Information shown ->
━━━━━━━━━━━━━━━━━━━━━━━━━━━━━━
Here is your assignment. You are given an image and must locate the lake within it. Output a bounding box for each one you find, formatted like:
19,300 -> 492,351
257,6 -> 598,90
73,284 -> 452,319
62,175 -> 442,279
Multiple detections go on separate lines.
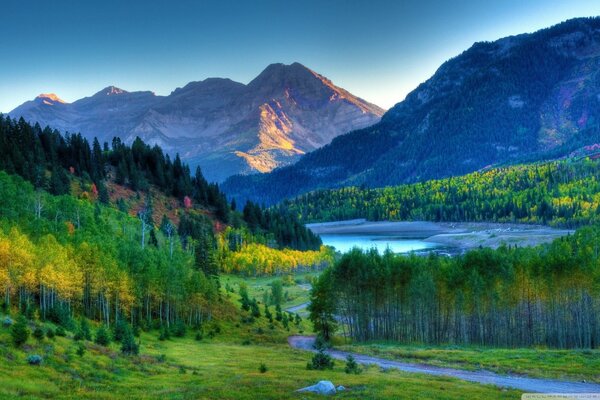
━━━━━━━━━━━━━━━━━━━━━━━━━━━━━━
Set problem -> Reproduce every line of the records above verbatim, omitting the pictures.

Output of the exercise ->
Here is your assignment. You are given an image and must locate the lake within it. Output a bounding box for each one you find, formatted like:
19,300 -> 492,351
257,6 -> 598,90
73,284 -> 452,319
62,175 -> 442,279
Multiple detections go on separate lines.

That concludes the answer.